[Point labeling dataset excerpts]

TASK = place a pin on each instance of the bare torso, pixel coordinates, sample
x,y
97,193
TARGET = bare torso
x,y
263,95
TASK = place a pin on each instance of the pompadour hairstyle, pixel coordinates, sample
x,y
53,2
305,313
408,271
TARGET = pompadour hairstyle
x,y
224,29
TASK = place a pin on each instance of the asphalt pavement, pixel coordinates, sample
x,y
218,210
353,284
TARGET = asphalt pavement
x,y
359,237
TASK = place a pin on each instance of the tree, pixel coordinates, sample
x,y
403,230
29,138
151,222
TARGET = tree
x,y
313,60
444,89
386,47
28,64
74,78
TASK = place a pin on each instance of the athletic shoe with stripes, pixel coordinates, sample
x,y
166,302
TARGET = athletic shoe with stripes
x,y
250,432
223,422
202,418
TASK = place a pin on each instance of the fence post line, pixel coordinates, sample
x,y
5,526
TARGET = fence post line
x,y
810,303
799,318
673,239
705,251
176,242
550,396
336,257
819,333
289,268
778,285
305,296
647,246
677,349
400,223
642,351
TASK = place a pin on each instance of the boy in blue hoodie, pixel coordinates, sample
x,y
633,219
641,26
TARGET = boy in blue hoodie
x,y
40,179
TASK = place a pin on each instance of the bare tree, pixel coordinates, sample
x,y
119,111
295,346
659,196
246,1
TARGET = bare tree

==

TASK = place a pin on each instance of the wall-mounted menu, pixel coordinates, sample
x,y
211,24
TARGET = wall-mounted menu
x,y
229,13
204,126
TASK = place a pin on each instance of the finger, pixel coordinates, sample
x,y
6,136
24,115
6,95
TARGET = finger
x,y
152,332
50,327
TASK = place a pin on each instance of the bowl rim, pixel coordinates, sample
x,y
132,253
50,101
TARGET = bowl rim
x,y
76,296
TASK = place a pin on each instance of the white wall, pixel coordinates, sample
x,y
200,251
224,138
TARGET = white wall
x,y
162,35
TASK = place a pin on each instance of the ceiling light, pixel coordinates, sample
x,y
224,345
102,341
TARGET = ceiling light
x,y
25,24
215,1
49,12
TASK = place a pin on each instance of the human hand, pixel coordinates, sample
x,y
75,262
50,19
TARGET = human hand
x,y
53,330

> _Required task_
Count the lines of the records above that contain the string "shoe", treating uppercase and lowercase as different, and give only the number.

> _Result below_
2